What needs to be done –
Set down the records exactly as they stand, except for any pictures, which you should omit.

Record extracts –

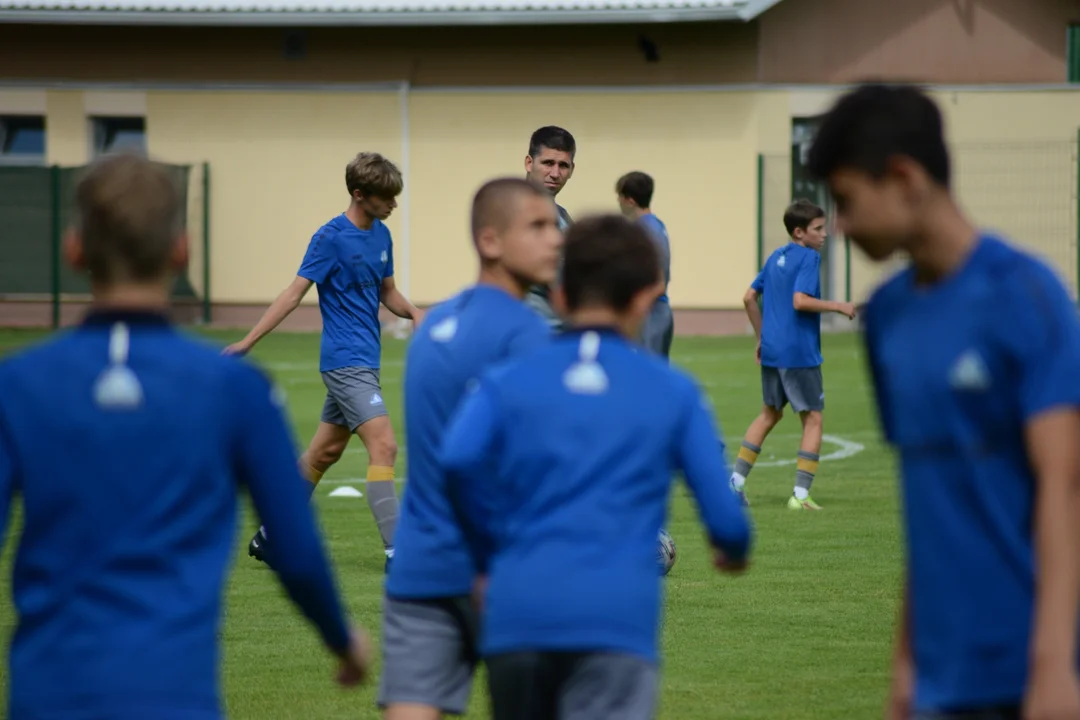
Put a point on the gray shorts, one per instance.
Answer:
(571, 685)
(801, 386)
(659, 329)
(429, 653)
(353, 396)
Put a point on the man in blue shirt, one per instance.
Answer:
(634, 192)
(973, 351)
(351, 260)
(129, 528)
(429, 637)
(787, 325)
(549, 164)
(562, 477)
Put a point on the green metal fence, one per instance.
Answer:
(1028, 191)
(37, 205)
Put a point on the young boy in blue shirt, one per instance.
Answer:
(973, 351)
(634, 193)
(129, 527)
(787, 326)
(351, 260)
(429, 641)
(562, 477)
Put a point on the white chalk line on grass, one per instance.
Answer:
(845, 449)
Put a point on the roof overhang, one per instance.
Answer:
(407, 13)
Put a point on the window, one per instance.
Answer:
(119, 135)
(22, 139)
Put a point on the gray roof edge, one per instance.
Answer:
(406, 18)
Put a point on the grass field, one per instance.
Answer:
(804, 636)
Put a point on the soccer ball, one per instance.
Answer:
(665, 552)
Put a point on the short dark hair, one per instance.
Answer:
(608, 260)
(493, 203)
(800, 214)
(553, 138)
(875, 122)
(129, 216)
(636, 186)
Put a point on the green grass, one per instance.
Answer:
(805, 635)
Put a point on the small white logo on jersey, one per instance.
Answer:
(445, 330)
(586, 377)
(970, 372)
(117, 388)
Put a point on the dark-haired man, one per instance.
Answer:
(973, 351)
(559, 435)
(634, 193)
(129, 531)
(787, 325)
(429, 622)
(549, 164)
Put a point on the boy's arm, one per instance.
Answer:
(701, 458)
(266, 462)
(1049, 347)
(468, 458)
(8, 480)
(279, 310)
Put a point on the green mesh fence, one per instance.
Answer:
(37, 204)
(1026, 191)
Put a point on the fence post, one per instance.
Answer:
(57, 234)
(847, 269)
(760, 212)
(207, 309)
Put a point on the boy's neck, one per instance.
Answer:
(359, 217)
(601, 317)
(943, 246)
(498, 276)
(132, 296)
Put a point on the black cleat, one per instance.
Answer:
(257, 547)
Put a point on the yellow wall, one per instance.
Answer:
(277, 172)
(700, 148)
(278, 159)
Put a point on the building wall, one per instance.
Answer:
(934, 41)
(689, 53)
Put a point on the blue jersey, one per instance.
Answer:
(959, 369)
(127, 444)
(348, 266)
(790, 338)
(458, 340)
(581, 478)
(658, 231)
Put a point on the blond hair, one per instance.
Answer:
(373, 175)
(129, 218)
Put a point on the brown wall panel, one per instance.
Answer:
(942, 41)
(594, 55)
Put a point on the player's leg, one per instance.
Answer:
(522, 685)
(772, 411)
(656, 330)
(429, 657)
(325, 448)
(360, 396)
(608, 687)
(807, 395)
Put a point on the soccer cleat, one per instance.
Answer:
(257, 547)
(741, 493)
(808, 503)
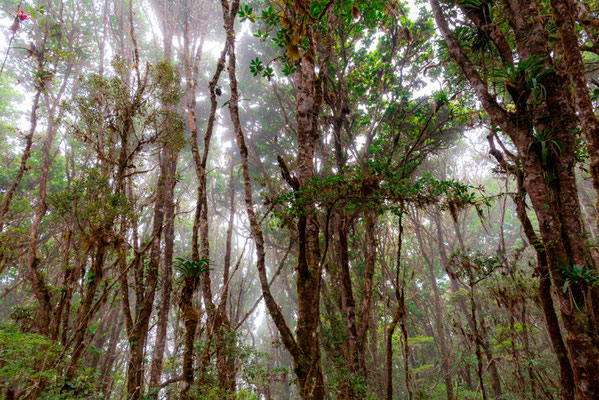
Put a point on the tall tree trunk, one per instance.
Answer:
(7, 198)
(439, 317)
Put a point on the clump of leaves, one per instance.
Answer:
(579, 275)
(526, 76)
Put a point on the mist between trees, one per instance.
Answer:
(297, 199)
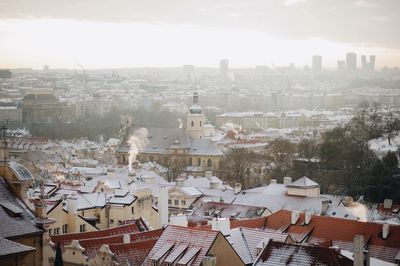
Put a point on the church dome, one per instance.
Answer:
(195, 109)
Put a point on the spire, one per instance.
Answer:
(195, 108)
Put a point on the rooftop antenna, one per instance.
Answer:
(4, 142)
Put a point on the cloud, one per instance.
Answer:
(348, 21)
(293, 2)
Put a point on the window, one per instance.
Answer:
(65, 229)
(82, 228)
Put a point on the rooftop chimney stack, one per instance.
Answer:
(287, 180)
(307, 217)
(163, 206)
(223, 225)
(72, 204)
(126, 239)
(385, 231)
(295, 216)
(387, 203)
(238, 188)
(358, 252)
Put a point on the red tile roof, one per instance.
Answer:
(246, 223)
(341, 232)
(133, 253)
(173, 237)
(394, 210)
(136, 227)
(278, 253)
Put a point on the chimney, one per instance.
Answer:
(385, 231)
(238, 188)
(358, 252)
(163, 206)
(72, 204)
(222, 224)
(126, 239)
(367, 259)
(387, 203)
(179, 220)
(208, 175)
(179, 182)
(214, 184)
(209, 261)
(295, 216)
(307, 217)
(287, 180)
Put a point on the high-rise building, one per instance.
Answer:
(351, 61)
(223, 69)
(317, 63)
(368, 65)
(5, 74)
(188, 72)
(364, 63)
(372, 62)
(341, 65)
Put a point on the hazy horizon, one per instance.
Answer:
(132, 34)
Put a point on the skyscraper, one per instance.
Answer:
(341, 65)
(317, 63)
(364, 63)
(223, 69)
(188, 72)
(372, 62)
(351, 61)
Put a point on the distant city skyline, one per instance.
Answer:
(124, 34)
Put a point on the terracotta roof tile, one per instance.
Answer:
(278, 253)
(175, 237)
(123, 229)
(342, 231)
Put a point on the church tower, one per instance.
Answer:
(195, 119)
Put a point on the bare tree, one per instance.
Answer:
(280, 154)
(235, 166)
(391, 126)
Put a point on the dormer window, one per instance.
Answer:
(10, 208)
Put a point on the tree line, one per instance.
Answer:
(340, 160)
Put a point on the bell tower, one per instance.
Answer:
(195, 119)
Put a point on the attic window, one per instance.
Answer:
(10, 208)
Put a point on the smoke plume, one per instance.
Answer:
(137, 142)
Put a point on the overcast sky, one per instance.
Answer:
(129, 33)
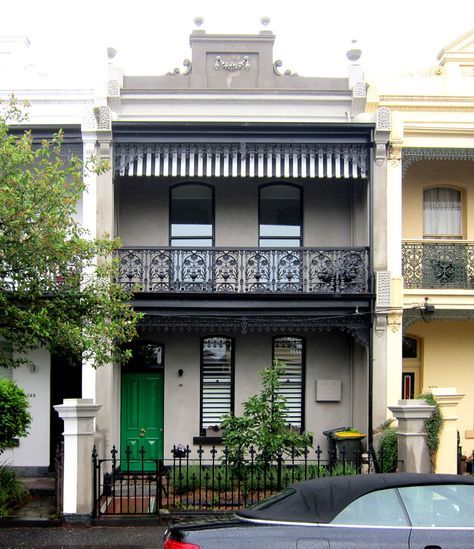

Reply –
Put a point on the gray shorts, one per instance.
Answer:
(571, 685)
(801, 386)
(659, 329)
(429, 653)
(353, 396)
Put a point on the man in blue shirt, one per instance.
Answer:
(634, 192)
(973, 351)
(351, 260)
(129, 528)
(429, 637)
(787, 325)
(549, 164)
(562, 477)
Put a point on the green metal fence, one per instance.
Answer:
(1028, 191)
(37, 205)
Put a point on the young boy in blue shirt, one per instance.
Answer:
(973, 351)
(634, 193)
(129, 527)
(787, 326)
(351, 260)
(429, 641)
(562, 477)
Put a point on the white chalk line on grass, one per instance.
Answer:
(845, 449)
Put a point on the roof overhang, one per instance.
Answer:
(407, 13)
Put a point on the window, one per instance.
Answer:
(119, 135)
(22, 139)
Put a point on the gray roof edge, one per instance.
Answer:
(406, 18)
Put a point on the grass field, one per instance.
Answer:
(804, 636)
Put a point on the soccer ball, one per instance.
Answer:
(665, 552)
Put a point on the short dark hair, one per instance.
Answer:
(608, 260)
(493, 203)
(800, 214)
(553, 138)
(875, 122)
(129, 216)
(636, 186)
Put a point on the green grass, one per instance.
Answer:
(805, 635)
Put a point on the small white logo on jersey, one per instance.
Answer:
(445, 330)
(586, 377)
(970, 372)
(117, 388)
Put a point on the dark-haired man, one per instance.
Answer:
(973, 351)
(559, 435)
(634, 193)
(129, 531)
(787, 325)
(429, 622)
(549, 164)
Put a point on the boy's arm, one per instance.
Answer:
(701, 458)
(266, 462)
(1049, 347)
(468, 458)
(8, 480)
(279, 310)
Put a point on the green mesh fence, one per instance.
Answer:
(37, 204)
(1026, 191)
Put a point on the fence post, one per instance.
Answer:
(57, 234)
(847, 269)
(760, 212)
(207, 309)
Put a point on the boy's neck, one per instance.
Answer:
(359, 217)
(601, 317)
(943, 246)
(498, 276)
(132, 296)
Put a point on the black cleat, one per instance.
Answer:
(257, 547)
Put a point on the yellow wall, one per instance.
Answer:
(277, 172)
(700, 148)
(278, 159)
Put a point on the building wall, one per instance.
Answer:
(934, 41)
(689, 53)
Put a point on the blue jersey, one per instance.
Answer:
(959, 369)
(127, 444)
(348, 266)
(790, 338)
(458, 340)
(581, 478)
(658, 231)
Put a point on the blond hair, one per instance.
Answer:
(373, 175)
(129, 218)
Put a point on the brown wall panel, one per instance.
Answer:
(942, 41)
(594, 55)
Put a point on the player's leg, one per instance.
Answer:
(522, 685)
(772, 411)
(656, 330)
(429, 657)
(325, 448)
(360, 396)
(608, 687)
(807, 395)
Put a point on the soccer cleat, one per instance.
Answer:
(257, 547)
(741, 493)
(808, 503)
Put a point on the tall tree trunk, one per instance.
Answer:
(7, 198)
(439, 317)
Put a point on the clump of leaves, one per instance.
Answer:
(579, 275)
(526, 76)
Put a point on the mist between trees, one per instance.
Answer:
(297, 199)
Put a point on the church dome, one per instance.
Answer:
(195, 109)
Put a point on the spire, one per instance.
Answer:
(195, 108)
Put a point on the rooftop antenna, one per instance.
Answer:
(4, 142)
Put a point on the cloud, one per instance.
Answer:
(348, 21)
(293, 2)
Put a point on the window, one per instance.
Answer:
(65, 229)
(82, 228)
Put a point on the rooftop chimney stack, one per instance.
Answer:
(287, 180)
(307, 217)
(163, 206)
(223, 225)
(72, 204)
(126, 239)
(385, 231)
(295, 216)
(387, 203)
(238, 188)
(358, 252)
Put a point on the red tile roof, one per instance.
Answer:
(246, 223)
(341, 232)
(133, 253)
(173, 237)
(394, 210)
(136, 227)
(278, 253)
Put a point on the chimney, one per instance.
Answer:
(385, 231)
(238, 188)
(358, 252)
(163, 206)
(72, 204)
(222, 224)
(126, 239)
(367, 259)
(387, 203)
(179, 220)
(208, 175)
(179, 182)
(214, 184)
(209, 261)
(295, 216)
(307, 217)
(287, 180)
Put a point on the high-rise building, one per instance.
Answer:
(351, 61)
(223, 69)
(317, 63)
(368, 65)
(5, 74)
(188, 72)
(364, 63)
(372, 62)
(341, 65)
Put a point on the hazy horizon, one per instance.
Answer:
(132, 34)
Put a point on the skyscraper, one per instance.
Answer:
(341, 65)
(317, 63)
(364, 63)
(223, 69)
(188, 72)
(372, 62)
(351, 61)
Put a point on the distant city skyline, one per instance.
Answer:
(124, 34)
Put a point on the terracotta roof tile, one per instance.
Answer:
(278, 253)
(175, 237)
(123, 229)
(342, 231)
Put a point on the church tower, one per instance.
Answer:
(195, 119)
Put a point on the bare tree, one per instance.
Answer:
(280, 154)
(235, 166)
(391, 126)
Put a point on the dormer window, one per instance.
Answer:
(10, 208)
Put a point on the tree line, one per instance.
Answer:
(340, 160)
Put a point on the bell tower, one per instance.
Answer:
(195, 119)
Put a point on the attic window, one per instance.
Answer:
(10, 208)
Put a point on the smoke plume, one per instance.
Answer:
(137, 142)
Put a point on the overcast sky, one per instance.
Answer:
(129, 33)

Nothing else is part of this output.